Merkel will gedämpften Stoiber

Des CSU-Chefs „Sanierungsplan“ geht „nicht von den Betroffenen aus“, sondern vom Sparen in der Sozialpolitik. Abwanderung nach Osteuropa drohe. Die CDU-Chefin dagegen wird von Ostdeutschland bedroht und möchte Stoibers Kahlschlag abmildern

von HEIDE OESTREICH

Edmund Stoiber hat den Vorteil, in der Opposition zu sein, als CSU-Vorsitzender sogar quasi in der Opposition der Opposition. Denn die CSU betätigt sich neuerdings wieder als „Motor“ der Union. Das heißt, dass man vorprescht und unpopuläre Maßnahmen verkündet, die allen wehtun außer den Bayern. Um Wählerstimmen außerhalb Bayerns muss man sich nicht mehr kümmern – los geht’s.

DATENSATZ:

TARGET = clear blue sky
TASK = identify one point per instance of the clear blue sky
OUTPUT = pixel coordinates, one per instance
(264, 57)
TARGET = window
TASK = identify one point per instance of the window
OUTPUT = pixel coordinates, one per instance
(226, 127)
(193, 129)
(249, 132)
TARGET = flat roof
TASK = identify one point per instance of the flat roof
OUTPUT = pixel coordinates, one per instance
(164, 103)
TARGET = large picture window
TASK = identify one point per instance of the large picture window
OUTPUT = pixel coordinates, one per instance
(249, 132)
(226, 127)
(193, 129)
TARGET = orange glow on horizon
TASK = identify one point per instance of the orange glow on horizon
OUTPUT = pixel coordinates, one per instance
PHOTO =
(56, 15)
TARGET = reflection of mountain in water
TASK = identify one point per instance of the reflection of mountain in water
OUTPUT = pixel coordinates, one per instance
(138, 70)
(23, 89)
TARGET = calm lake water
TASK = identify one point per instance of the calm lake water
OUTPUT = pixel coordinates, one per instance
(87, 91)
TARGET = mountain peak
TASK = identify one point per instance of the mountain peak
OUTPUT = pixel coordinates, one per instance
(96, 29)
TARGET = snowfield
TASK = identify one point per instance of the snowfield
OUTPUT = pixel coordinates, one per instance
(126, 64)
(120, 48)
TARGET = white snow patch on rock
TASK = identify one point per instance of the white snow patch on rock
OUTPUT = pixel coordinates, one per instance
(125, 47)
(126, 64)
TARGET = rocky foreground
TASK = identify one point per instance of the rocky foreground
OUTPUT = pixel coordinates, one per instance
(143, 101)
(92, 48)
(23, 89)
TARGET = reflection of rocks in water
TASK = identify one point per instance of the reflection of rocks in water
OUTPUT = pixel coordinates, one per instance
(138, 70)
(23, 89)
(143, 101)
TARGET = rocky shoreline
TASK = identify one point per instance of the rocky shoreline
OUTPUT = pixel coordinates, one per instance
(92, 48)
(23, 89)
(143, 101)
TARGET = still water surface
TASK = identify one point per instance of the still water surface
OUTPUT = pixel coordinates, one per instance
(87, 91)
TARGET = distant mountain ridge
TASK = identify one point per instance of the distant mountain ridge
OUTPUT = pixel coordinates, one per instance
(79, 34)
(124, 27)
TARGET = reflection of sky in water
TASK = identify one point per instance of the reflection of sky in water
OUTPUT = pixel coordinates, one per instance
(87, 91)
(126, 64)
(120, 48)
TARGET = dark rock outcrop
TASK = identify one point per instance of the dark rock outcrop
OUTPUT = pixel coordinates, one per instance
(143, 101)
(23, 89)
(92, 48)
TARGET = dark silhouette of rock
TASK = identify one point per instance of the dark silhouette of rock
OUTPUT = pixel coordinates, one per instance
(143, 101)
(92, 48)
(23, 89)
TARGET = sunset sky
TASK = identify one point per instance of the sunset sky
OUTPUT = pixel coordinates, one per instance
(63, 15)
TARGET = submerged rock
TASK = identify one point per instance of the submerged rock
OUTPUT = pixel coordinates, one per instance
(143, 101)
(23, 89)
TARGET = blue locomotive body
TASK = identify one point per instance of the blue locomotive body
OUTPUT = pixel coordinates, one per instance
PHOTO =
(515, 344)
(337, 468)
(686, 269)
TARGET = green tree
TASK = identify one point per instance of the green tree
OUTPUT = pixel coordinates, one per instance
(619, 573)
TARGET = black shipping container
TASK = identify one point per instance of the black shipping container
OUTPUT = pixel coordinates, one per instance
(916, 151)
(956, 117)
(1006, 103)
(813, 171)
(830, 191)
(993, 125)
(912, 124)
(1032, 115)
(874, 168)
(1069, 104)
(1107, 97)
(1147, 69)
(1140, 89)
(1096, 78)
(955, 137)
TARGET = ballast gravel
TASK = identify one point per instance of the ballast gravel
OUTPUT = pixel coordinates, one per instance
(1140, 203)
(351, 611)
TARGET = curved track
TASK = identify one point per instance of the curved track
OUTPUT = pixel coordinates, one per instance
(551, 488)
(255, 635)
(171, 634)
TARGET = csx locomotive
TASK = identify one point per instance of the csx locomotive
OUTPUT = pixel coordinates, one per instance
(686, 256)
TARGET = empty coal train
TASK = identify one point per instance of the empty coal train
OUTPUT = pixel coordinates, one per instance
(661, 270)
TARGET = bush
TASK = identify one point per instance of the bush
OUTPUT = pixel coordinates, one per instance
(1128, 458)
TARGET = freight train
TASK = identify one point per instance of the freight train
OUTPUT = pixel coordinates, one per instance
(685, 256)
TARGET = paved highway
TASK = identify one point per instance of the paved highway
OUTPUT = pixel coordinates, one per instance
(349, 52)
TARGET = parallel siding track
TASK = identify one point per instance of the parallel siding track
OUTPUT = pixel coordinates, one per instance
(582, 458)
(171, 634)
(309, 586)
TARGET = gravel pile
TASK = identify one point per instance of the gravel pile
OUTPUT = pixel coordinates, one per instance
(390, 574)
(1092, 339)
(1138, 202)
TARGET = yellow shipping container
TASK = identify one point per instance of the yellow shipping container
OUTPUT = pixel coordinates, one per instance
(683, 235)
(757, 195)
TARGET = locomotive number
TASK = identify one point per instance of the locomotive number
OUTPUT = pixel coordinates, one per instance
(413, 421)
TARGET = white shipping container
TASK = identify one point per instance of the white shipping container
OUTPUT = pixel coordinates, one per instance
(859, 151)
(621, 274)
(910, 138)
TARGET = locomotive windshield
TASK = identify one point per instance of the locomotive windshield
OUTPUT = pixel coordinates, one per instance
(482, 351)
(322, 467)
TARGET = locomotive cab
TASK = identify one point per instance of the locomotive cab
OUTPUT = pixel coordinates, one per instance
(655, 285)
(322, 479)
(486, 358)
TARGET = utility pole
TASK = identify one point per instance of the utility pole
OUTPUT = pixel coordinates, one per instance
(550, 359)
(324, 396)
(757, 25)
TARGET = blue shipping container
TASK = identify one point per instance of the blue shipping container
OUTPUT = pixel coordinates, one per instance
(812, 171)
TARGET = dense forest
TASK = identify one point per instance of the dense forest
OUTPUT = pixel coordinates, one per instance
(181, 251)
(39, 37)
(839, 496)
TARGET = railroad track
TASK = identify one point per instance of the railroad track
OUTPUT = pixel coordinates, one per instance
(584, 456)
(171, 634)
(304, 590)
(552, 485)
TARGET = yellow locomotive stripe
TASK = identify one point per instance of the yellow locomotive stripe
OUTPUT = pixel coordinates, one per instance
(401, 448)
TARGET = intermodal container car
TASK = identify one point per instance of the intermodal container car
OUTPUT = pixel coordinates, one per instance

SCHRIFTLICHE AUFGABEN:
• A. Als was betätigt sich die CSU laut dem Lesetext über Stoiber und Merkel neuerdings wieder?
• B. Geben Sie aus dem Lesetext über Stoiber und Merkel alles von „Edmund Stoiber hat“ bis hinunter zu „kümmern – los geht’s.“ wortgetreu wieder.
• C. Führen Sie den Lesetext über Stoiber und Merkel im Anschluss an seinen letzten Satz weiter.

LÖSUNGEN:
• A. Als „Motor“ der Union.

• B.
Edmund Stoiber hat den Vorteil, in der Opposition zu sein, als CSU-Vorsitzender sogar quasi in der Opposition der Opposition. Denn die CSU betätigt sich neuerdings wieder als „Motor“ der Union. Das heißt, dass man vorprescht und unpopuläre Maßnahmen verkündet, die allen wehtun außer den Bayern. Um Wählerstimmen außerhalb Bayerns muss man sich nicht mehr kümmern – los geht’s.

• C.
Für seinen „Sanierungsplan für Deutschland“, den Stoiber gestern in Berlin offiziell vorstellte, hat er also tief in die Kiste unbeliebter Sozialkürzungen gegriffen. Vierzig Punkte listet er auf, darunter Klassiker wie „keine Steuererhöhungen in den nächsten fünf Jahren“ oder die „betrieblichen Bündnisse für Arbeit“, die Tarife ohne Beteiligung der Gewerkschaften aushandeln sollen. Der Kündigungsschutz soll bei Neueinstellungen nur noch für Unternehmen mit mehr als 20 Mitarbeitern gelten, als Konzession an die CDU will Stoiber daneben auch deren „Optionsmodell“ einführen, wonach man zwischen Abfindung und Kündigungsschutz wählen kann. Schon zuvor bekannt gegeben hatte er, dass die CSU die Sozialhilfe für Erwerbsfähige auf 75 Prozent ihrer heutigen Höhe herunterfahren wolle. Die Bezugsdauer für Arbeitslosengeld soll wieder regulär bei einem Jahr liegen; nur wer lange eingezahlt hat, soll anderthalb Jahre Arbeitslosengeld bekommen.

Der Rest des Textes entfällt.